**Material to process:**
>>

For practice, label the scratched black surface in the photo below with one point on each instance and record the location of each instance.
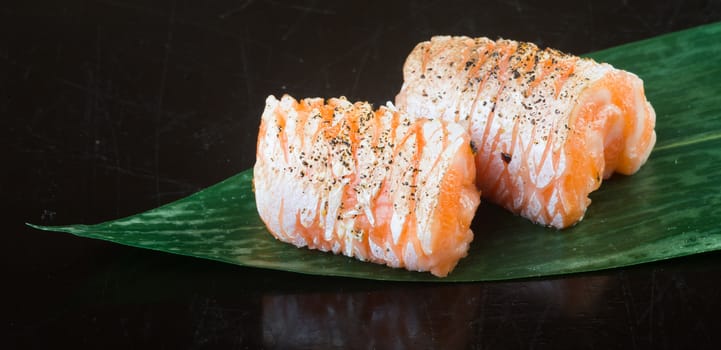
(108, 108)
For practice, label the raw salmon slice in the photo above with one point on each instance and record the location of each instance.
(548, 127)
(375, 185)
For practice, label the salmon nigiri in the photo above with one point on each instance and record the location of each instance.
(375, 185)
(547, 126)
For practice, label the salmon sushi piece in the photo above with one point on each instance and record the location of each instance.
(378, 185)
(547, 127)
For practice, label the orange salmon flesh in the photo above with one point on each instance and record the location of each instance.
(378, 186)
(548, 127)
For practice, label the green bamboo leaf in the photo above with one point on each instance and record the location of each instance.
(670, 208)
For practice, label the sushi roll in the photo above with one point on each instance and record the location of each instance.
(375, 185)
(547, 127)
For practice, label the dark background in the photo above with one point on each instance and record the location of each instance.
(112, 107)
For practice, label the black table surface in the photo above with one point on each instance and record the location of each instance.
(112, 107)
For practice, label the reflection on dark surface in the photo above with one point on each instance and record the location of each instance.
(110, 108)
(404, 318)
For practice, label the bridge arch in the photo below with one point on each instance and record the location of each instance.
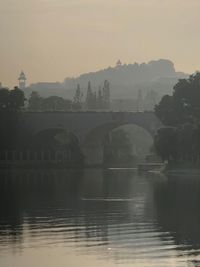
(93, 145)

<<

**Work task:**
The lines needed are those from the one containing "For practice, label the bridge" through the end of the listing, given again word for word and without any picture.

**Exercise result:**
For practice, label the bridge arch in the photo below with one point on each instance and record the location of each instance.
(93, 145)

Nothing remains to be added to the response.